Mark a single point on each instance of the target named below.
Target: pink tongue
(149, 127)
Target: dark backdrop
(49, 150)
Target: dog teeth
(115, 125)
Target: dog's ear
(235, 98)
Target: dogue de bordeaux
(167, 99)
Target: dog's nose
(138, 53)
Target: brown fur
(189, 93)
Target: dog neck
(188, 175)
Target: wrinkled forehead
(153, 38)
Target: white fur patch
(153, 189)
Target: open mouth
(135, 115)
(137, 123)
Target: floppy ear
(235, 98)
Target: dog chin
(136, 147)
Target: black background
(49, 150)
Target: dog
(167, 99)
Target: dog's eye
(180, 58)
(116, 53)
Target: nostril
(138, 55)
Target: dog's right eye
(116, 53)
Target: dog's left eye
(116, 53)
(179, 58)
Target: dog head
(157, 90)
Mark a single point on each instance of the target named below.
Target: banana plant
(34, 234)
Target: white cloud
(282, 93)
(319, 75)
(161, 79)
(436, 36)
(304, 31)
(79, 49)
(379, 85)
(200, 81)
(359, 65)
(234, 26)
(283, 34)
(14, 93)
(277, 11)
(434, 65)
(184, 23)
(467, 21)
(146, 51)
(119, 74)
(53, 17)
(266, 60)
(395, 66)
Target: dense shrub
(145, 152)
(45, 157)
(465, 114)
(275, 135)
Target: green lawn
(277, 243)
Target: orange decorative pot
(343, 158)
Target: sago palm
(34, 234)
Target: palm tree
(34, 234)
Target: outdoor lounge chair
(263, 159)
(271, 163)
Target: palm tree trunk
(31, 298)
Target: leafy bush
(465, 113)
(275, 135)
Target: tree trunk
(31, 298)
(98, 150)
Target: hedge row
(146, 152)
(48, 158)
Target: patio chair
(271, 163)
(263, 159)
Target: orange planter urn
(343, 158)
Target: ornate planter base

########################################

• What is expected: Without omitting anything, set down all the entries above again.

• Answer below:
Mark a single point on each instance of the target named below.
Target: pink tongue
(149, 127)
Target: dark backdrop
(49, 150)
Target: dog teeth
(115, 125)
Target: dog's ear
(235, 98)
Target: dogue de bordeaux
(167, 99)
Target: dog's nose
(138, 53)
Target: brown fur
(189, 93)
Target: dog neck
(188, 175)
Target: wrinkled forehead
(153, 38)
Target: white fur patch
(153, 189)
Target: open mouth
(135, 115)
(137, 123)
Target: floppy ear
(235, 98)
Target: dog chin
(136, 147)
Target: black background
(49, 150)
Target: dog
(167, 99)
Target: dog's eye
(180, 58)
(116, 53)
Target: nostril
(138, 55)
Target: dog's right eye
(116, 53)
Target: dog's left eye
(116, 53)
(179, 58)
Target: dog head
(157, 90)
Mark a single point on each instance of the target named below.
Target: banana plant
(34, 234)
Target: white cloud
(282, 93)
(319, 75)
(161, 79)
(436, 36)
(304, 31)
(79, 49)
(379, 85)
(200, 81)
(359, 65)
(234, 26)
(283, 34)
(14, 93)
(277, 11)
(434, 65)
(184, 23)
(467, 21)
(146, 51)
(119, 74)
(53, 17)
(266, 60)
(395, 66)
Target: dense shrub
(145, 152)
(45, 157)
(465, 114)
(275, 135)
Target: green lawn
(277, 243)
Target: orange decorative pot
(343, 158)
Target: sago palm
(34, 234)
Target: palm tree
(34, 234)
Target: outdoor lounge chair
(263, 159)
(271, 163)
Target: palm tree trunk
(31, 298)
Target: leafy bush
(465, 113)
(275, 135)
Target: tree trunk
(31, 298)
(98, 150)
Target: hedge row
(146, 152)
(48, 158)
Target: patio chair
(271, 163)
(263, 159)
Target: orange planter urn
(343, 158)
Target: ornate planter base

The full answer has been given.